** Items from a dataset **
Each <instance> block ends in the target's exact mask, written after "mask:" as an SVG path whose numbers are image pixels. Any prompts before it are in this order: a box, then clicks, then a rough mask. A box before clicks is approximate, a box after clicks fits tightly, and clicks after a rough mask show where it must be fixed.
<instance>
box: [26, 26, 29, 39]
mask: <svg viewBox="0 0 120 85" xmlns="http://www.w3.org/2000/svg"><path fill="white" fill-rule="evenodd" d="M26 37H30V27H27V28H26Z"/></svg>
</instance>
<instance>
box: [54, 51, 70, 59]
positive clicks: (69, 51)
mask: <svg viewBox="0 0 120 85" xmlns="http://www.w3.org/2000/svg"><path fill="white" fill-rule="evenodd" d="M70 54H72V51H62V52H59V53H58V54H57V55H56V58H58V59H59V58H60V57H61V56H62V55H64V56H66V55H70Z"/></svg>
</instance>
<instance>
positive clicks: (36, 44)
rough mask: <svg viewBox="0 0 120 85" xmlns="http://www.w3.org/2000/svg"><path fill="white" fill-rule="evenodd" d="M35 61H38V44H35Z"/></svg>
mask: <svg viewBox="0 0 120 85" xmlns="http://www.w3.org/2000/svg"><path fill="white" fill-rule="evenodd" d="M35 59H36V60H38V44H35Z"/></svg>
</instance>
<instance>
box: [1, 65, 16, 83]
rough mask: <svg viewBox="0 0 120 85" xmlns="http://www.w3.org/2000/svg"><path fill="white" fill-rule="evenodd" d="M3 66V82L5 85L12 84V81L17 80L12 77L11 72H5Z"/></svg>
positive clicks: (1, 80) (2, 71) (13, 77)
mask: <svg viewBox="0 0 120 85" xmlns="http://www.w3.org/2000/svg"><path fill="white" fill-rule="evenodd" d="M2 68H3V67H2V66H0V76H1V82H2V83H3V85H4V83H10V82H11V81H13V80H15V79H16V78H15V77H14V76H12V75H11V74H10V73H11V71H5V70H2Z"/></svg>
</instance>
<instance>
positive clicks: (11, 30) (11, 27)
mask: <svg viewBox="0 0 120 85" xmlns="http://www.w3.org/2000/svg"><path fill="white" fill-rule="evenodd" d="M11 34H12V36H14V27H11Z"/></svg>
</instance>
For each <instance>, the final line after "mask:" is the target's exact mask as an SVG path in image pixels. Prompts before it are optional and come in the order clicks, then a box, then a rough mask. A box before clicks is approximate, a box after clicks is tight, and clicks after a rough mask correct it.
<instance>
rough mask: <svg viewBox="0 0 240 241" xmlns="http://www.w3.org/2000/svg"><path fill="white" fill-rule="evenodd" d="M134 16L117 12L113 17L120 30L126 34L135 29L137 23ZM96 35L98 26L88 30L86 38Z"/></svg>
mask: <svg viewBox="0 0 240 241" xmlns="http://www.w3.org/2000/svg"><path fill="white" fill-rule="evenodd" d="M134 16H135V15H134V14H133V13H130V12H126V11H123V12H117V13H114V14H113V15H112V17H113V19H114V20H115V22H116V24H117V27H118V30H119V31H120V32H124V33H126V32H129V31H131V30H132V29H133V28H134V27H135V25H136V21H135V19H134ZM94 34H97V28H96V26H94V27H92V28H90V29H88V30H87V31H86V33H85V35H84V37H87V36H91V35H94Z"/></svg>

** Problem to work on **
An exact transcription of all the entries is needed.

** Exercise output **
Each <instance> block ends in the target's exact mask, written after "mask:" as an SVG path whose numbers are image pixels. Any prompts before it are in this order: a box, then clicks, then a rough mask. A box before clicks is approximate, a box after clicks fits tightly, and clicks after a rough mask show where it must be fixed.
<instance>
box: [26, 26, 29, 39]
mask: <svg viewBox="0 0 120 85" xmlns="http://www.w3.org/2000/svg"><path fill="white" fill-rule="evenodd" d="M26 37H30V27H27V28H26Z"/></svg>
</instance>
<instance>
box: [54, 51, 70, 59]
positive clicks: (69, 51)
mask: <svg viewBox="0 0 120 85" xmlns="http://www.w3.org/2000/svg"><path fill="white" fill-rule="evenodd" d="M70 54H72V51H62V52H59V53H58V54H57V55H56V58H58V59H59V58H60V57H61V56H62V55H64V56H66V55H70Z"/></svg>
</instance>
<instance>
positive clicks: (36, 44)
rough mask: <svg viewBox="0 0 120 85" xmlns="http://www.w3.org/2000/svg"><path fill="white" fill-rule="evenodd" d="M35 61H38V44H35Z"/></svg>
mask: <svg viewBox="0 0 120 85" xmlns="http://www.w3.org/2000/svg"><path fill="white" fill-rule="evenodd" d="M35 59H36V60H38V44H35Z"/></svg>
</instance>
<instance>
box: [1, 65, 16, 83]
rough mask: <svg viewBox="0 0 120 85" xmlns="http://www.w3.org/2000/svg"><path fill="white" fill-rule="evenodd" d="M3 66V82L5 85L12 84V81L17 80L12 77L11 72H5Z"/></svg>
positive clicks: (1, 80) (2, 71) (13, 77)
mask: <svg viewBox="0 0 120 85" xmlns="http://www.w3.org/2000/svg"><path fill="white" fill-rule="evenodd" d="M2 68H3V67H2V66H0V76H1V82H2V83H3V85H4V83H10V82H11V81H13V80H15V79H16V78H15V77H14V76H12V75H11V74H10V73H11V71H5V70H2Z"/></svg>
</instance>
<instance>
positive clicks: (11, 30) (11, 27)
mask: <svg viewBox="0 0 120 85" xmlns="http://www.w3.org/2000/svg"><path fill="white" fill-rule="evenodd" d="M11 34H12V36H14V27H11Z"/></svg>
</instance>
For each <instance>, the final line after "mask:" is the target's exact mask as an SVG path in image pixels. Prompts before it are optional and come in the order clicks, then a box, then a rough mask. A box before clicks is approximate, a box after clicks is tight, and clicks after a rough mask correct it.
<instance>
rough mask: <svg viewBox="0 0 240 241" xmlns="http://www.w3.org/2000/svg"><path fill="white" fill-rule="evenodd" d="M134 16L117 12L113 17L120 30L126 34L135 29L137 23ZM96 35L98 26L88 30L86 38Z"/></svg>
mask: <svg viewBox="0 0 240 241" xmlns="http://www.w3.org/2000/svg"><path fill="white" fill-rule="evenodd" d="M134 16H135V15H134V14H133V13H130V12H126V11H123V12H117V13H114V14H113V15H112V17H113V19H114V20H115V22H116V24H117V27H118V30H119V31H120V32H124V33H126V32H129V31H131V30H132V29H133V28H134V27H135V25H136V21H135V19H134ZM94 34H97V28H96V26H94V27H92V28H90V29H88V30H87V31H86V33H85V35H84V37H87V36H91V35H94Z"/></svg>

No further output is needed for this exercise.